= Exercise objective =
List each line in the material below that contains the word "person", copying every such line in full.

= Records =
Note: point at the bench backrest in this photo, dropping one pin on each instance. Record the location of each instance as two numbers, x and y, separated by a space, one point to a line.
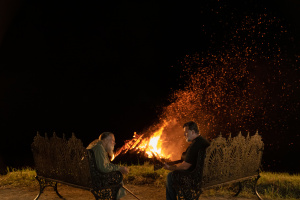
231 159
61 159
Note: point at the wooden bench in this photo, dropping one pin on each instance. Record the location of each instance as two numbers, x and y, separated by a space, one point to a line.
226 161
58 160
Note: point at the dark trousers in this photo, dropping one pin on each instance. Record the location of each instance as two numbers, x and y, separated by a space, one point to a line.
170 192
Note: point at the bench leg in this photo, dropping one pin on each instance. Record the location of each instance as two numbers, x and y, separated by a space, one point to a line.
55 189
255 188
43 184
240 189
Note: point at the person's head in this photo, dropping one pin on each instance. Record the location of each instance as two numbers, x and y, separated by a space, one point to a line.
108 142
191 131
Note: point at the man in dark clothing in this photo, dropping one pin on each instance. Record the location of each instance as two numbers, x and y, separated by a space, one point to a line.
189 157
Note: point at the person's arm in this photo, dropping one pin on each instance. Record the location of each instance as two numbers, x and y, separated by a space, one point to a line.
183 166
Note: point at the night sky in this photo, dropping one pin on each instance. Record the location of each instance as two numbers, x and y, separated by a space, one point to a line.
94 66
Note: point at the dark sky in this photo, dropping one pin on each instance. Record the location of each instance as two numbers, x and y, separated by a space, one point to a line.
93 66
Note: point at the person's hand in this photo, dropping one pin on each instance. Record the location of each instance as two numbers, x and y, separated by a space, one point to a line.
124 170
166 166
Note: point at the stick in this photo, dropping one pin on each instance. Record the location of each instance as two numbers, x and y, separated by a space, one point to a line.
130 192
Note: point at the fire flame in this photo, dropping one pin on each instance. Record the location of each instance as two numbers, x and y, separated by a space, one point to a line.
150 145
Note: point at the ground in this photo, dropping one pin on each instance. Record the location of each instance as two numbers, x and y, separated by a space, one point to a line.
144 192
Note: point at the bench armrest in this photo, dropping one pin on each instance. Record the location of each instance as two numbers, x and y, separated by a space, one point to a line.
187 179
101 179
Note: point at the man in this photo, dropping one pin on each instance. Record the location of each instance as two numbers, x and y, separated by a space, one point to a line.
102 148
189 157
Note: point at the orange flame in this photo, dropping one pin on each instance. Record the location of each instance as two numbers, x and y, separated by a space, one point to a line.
150 145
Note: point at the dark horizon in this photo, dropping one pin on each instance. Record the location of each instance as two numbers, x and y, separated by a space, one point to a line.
94 67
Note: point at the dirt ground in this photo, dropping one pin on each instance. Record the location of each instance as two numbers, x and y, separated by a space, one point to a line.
145 192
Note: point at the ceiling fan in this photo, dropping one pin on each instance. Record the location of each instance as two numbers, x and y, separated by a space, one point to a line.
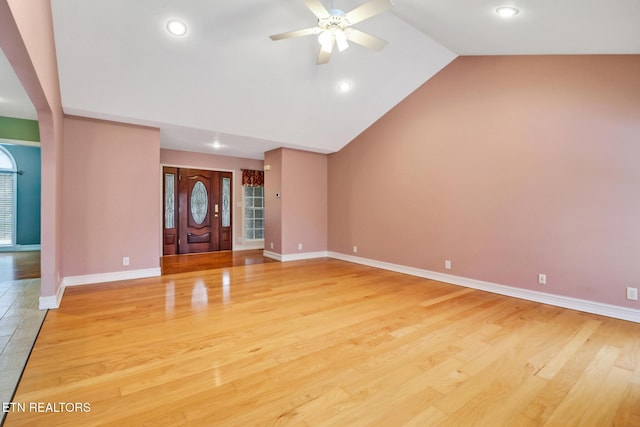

= Expected output =
Note: point at the person's head in this photo, dropping one pin on each instance. Record the location of each instance as two numbers, x and y, separated by a space, one point to a line.
Note: point at the person's arm in this photo, dropping one pin on each instance. Record the location of each instance as two numbers, x and y, separated by a space, one point to a line.
Note: point at the person's hand in this photo, dropping one pin on each instance. Record the location of each instance as two numbers, x and y, separated by a space, one point to a line.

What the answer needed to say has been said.